Problem 1 ▸ Set down everything from "He did not know" down to "tent was nearby." in the account of White's friendly-fire shooting, word for word.
Problem 2 ▸ Pick up the account of White's friendly-fire shooting after its last sentence and carry it forward.

Page extract ▸
Segment Open
Adds his sister, Teresa:
  "If you walked past him, just the breeze would send him into pain."

'Still barking orders'
  "I can tell you what it sounds like when a bullet hits your body," White says. "It's a pretty good 'thwack.' If you ever hunted, it's about the same as if you hit a deer when you get close."
  He did not know at the time it came from a "friendly."
  "I was still barking orders when I was hit. I wanted to protect my soldiers and to make sure they were down. Then I yelled for a medic. I had no idea where the fire had come from. The most vivid picture in my mind is of a medic working on me. She was covered in blood up to her elbows."
  Because it happened inside an Army camp near Baghdad, a medical tent was nearby.
  "In the emergency room, I cussed out the crew because they wanted to cut off my armored vest," he says. "These vests are hard to come by. I told them to take it off, not cut it, because somebody else will need it. That's about all I remember before they started doping me up."
  White said he was forming a patrol to send "outside the wire," beyond the gate and protective walls of concrete jersey barriers, when he was shot. He later learned the bullet came from the top of a building 15 meters away, where a team of soldiers to cover the crew was positioned. One of those soldiers, a spotter for a designated marksman, was not qualified to use the M-240 machine gun but "for some reason, she decided to try to load it," he said.
Segment Closed
Study material ▸
Segment Open
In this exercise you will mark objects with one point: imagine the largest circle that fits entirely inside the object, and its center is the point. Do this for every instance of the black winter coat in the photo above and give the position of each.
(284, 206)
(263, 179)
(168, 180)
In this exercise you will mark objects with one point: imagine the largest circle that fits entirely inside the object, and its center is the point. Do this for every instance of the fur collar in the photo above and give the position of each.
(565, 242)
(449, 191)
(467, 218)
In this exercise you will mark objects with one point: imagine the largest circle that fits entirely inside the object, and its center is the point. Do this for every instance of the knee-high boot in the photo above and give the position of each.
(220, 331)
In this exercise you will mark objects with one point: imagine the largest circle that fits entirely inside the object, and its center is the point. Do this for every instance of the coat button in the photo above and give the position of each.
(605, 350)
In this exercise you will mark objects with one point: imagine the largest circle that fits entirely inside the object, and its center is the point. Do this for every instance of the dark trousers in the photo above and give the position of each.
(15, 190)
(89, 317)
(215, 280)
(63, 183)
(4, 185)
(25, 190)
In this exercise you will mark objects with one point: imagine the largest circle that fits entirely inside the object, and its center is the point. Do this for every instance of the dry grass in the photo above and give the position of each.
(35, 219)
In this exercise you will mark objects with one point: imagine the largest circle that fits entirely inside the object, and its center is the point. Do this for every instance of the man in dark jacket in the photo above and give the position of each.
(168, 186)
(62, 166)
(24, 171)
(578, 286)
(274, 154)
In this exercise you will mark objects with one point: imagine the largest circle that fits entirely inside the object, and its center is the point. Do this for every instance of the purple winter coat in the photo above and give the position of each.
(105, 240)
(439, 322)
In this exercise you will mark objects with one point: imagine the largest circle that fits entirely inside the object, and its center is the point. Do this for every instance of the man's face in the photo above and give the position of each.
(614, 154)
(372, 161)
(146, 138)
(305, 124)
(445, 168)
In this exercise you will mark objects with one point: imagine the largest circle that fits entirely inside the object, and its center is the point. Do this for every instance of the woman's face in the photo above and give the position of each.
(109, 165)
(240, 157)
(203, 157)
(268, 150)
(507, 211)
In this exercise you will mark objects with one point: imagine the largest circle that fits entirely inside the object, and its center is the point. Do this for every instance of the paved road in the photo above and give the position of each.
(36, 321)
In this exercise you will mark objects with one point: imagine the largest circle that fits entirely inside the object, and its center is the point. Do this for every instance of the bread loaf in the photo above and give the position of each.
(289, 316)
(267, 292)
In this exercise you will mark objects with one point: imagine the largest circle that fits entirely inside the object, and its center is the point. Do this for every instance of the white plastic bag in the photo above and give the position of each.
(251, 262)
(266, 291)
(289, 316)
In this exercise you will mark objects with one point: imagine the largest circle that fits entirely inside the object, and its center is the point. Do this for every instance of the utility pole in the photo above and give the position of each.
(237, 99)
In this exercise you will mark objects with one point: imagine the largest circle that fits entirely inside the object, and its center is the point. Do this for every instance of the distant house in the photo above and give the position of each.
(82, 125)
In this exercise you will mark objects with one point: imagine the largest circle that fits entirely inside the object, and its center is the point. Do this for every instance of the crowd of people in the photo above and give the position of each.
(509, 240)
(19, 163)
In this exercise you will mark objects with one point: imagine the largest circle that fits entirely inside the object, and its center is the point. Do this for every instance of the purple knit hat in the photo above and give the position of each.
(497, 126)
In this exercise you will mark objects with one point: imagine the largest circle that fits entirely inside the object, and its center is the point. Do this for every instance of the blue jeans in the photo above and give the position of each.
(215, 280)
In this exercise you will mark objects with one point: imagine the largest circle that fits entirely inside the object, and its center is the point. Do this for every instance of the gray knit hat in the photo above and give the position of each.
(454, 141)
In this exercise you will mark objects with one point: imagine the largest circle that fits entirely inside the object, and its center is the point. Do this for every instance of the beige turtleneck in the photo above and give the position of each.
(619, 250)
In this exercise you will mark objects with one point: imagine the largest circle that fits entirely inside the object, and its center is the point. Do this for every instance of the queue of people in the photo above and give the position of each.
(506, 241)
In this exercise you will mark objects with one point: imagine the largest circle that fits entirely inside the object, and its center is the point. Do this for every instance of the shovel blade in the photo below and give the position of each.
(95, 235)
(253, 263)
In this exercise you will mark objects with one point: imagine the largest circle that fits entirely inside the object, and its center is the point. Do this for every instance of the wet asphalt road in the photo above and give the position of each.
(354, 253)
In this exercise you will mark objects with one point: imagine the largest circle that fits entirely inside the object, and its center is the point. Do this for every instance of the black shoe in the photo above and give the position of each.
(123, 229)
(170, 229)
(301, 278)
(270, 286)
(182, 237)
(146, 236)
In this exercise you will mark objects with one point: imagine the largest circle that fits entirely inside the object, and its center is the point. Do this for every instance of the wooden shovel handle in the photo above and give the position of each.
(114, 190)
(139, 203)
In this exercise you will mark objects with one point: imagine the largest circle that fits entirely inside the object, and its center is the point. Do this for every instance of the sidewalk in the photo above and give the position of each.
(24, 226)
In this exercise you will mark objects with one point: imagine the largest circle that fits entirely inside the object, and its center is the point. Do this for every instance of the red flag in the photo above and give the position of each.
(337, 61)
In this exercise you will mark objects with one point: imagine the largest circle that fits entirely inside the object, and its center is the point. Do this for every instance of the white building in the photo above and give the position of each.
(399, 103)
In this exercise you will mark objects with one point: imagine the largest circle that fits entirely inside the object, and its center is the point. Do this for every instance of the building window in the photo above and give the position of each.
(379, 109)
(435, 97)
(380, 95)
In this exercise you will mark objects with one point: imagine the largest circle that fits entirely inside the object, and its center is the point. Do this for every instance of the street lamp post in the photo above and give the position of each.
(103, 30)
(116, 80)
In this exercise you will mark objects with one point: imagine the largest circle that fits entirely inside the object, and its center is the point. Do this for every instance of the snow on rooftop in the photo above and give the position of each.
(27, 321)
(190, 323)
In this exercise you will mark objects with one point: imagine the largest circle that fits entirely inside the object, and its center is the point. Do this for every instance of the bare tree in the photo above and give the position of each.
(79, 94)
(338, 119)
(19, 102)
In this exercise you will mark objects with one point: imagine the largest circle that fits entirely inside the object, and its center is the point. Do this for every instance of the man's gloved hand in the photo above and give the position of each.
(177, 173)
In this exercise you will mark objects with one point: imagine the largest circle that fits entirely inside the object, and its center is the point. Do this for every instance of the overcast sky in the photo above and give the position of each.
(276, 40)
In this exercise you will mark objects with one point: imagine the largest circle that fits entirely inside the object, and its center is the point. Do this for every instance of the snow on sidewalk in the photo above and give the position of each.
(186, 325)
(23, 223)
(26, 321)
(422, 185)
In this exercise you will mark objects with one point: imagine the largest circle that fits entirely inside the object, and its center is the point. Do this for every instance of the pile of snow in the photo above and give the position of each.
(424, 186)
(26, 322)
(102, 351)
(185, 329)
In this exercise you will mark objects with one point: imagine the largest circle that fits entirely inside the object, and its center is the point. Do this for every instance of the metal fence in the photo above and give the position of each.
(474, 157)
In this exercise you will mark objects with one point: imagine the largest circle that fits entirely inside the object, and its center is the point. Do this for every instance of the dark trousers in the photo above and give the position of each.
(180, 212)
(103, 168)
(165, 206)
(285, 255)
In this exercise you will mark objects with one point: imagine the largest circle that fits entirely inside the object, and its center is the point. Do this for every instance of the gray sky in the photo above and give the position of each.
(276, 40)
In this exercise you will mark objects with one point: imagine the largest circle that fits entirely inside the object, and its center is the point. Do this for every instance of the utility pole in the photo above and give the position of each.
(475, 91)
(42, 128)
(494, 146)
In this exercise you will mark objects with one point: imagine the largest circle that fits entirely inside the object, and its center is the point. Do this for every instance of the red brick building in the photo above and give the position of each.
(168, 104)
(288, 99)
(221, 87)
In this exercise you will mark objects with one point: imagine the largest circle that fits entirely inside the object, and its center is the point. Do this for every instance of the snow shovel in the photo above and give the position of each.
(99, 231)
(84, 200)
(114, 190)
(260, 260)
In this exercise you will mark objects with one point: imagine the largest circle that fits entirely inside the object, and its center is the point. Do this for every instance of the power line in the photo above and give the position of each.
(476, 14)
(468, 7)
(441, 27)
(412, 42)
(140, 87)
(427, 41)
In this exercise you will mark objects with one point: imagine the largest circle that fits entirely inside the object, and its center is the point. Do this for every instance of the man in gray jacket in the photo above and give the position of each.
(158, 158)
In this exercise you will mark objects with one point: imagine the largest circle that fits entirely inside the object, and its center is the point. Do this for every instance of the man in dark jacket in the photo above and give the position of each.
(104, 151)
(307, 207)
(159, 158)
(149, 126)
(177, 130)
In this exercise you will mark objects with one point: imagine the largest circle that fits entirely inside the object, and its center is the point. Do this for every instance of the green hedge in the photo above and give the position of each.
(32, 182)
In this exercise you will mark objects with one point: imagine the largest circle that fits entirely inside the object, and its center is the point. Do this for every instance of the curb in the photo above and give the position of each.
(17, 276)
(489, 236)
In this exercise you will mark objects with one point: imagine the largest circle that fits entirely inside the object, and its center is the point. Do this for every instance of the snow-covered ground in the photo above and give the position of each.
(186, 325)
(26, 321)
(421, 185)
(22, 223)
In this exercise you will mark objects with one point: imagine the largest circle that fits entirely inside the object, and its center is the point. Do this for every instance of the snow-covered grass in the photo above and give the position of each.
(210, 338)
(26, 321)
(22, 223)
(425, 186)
Segment Closed
Response 1 ▸
He did not know at the time it came from a "friendly."
  "I was still barking orders when I was hit. I wanted to protect my soldiers and to make sure they were down. Then I yelled for a medic. I had no idea where the fire had come from. The most vivid picture in my mind is of a medic working on me. She was covered in blood up to her elbows."
  Because it happened inside an Army camp near Baghdad, a medical tent was nearby.

Response 2 ▸
  A report of the investigation doesn't say why the soldier tried to load the weapon, only that she did so and the weapon misfired, sending nine bullets White's way.
  An investigation ensued, National Guard officials confirmed. The incident was deemed an accident. The soldier who caused the misfire received an undisclosed punishment.
  "Our brigade commander said she has real remorse," White said. "I don't know how I'd feel if I saw her. She didn't do it on purpose, but I can be bitter about it."

An uncertain future
  An Army evaluation board will determine White's future when his treatment is considered complete.
The Army could make any number of decisions, including discharging him or letting him stay in, perhaps by giving him temporary retirement until he is recovered.
  White appreciates that there are troops more seriously injured than he who will never walk or be independent again. He shares with them a sense of life-altering limitations and expectations.
  "I went from being a person who was active 20 hours a day to being able to do nothing," White said "If I can't work on cars anymore, I think I'd like to be retrained to work on computers. I read technical manuals like novels."
  White acknowledges his life has sometimes been a battle with himself. In 1978, White dropped out of Snohomish High School in 10th grade and joined the Army. It gave him structure and focus. He earned his high school diploma, some college credits and vehicle mechanic certifications. In 1992, he left the Army to work as a mechanic but later joined the Oregon National Guard, then moved to Yakima and transferred to the Washington National Guard. White's immediate goal is to be cleared to walk on his leg by April.
  The biggest frustration, however, has been "a foot drop." Nerve damage caused White's toes to involuntarily curl. Results of a recent surgery to relocate the nerve won't be known for months.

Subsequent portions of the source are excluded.